● **Task prompt**
The entries follow. Copy every line in which "small" appears.

===

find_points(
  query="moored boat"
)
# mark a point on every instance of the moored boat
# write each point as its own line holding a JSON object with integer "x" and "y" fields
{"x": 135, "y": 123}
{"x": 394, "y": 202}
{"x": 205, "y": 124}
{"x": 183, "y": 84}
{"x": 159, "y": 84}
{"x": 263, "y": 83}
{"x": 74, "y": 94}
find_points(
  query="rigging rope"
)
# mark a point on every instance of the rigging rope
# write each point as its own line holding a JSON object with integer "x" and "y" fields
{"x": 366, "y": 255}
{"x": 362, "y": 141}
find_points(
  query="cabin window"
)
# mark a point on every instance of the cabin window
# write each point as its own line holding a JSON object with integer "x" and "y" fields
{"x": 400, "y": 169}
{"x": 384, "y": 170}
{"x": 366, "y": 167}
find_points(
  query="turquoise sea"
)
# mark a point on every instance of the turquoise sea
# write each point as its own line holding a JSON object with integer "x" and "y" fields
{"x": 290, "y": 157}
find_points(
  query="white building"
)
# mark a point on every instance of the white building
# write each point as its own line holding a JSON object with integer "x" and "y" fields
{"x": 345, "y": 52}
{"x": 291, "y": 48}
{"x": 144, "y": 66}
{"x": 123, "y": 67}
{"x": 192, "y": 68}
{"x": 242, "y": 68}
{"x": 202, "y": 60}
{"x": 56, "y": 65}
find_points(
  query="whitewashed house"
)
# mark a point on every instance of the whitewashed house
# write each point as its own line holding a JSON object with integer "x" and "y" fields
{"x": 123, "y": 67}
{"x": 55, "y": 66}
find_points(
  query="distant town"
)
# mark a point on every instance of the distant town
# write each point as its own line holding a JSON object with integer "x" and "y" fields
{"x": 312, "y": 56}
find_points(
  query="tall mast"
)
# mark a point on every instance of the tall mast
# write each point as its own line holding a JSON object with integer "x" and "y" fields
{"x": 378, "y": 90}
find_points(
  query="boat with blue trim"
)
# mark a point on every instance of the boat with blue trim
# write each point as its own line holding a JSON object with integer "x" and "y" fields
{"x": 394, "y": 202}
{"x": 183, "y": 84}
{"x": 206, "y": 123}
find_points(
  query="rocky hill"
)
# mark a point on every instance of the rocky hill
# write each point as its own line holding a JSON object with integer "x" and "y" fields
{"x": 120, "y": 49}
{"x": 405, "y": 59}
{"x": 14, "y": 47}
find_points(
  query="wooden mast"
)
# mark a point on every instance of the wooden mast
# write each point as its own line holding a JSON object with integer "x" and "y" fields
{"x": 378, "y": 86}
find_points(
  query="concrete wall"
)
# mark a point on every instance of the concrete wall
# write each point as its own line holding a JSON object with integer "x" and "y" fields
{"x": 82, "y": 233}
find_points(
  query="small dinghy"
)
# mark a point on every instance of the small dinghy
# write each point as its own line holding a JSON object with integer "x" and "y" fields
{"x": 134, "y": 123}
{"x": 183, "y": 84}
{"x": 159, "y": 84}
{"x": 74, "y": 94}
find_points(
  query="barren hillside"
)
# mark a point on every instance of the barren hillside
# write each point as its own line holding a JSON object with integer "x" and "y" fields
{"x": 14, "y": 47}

===

● **Your solution**
  query="small dinghy"
# mark a point on every instance of the small dinghy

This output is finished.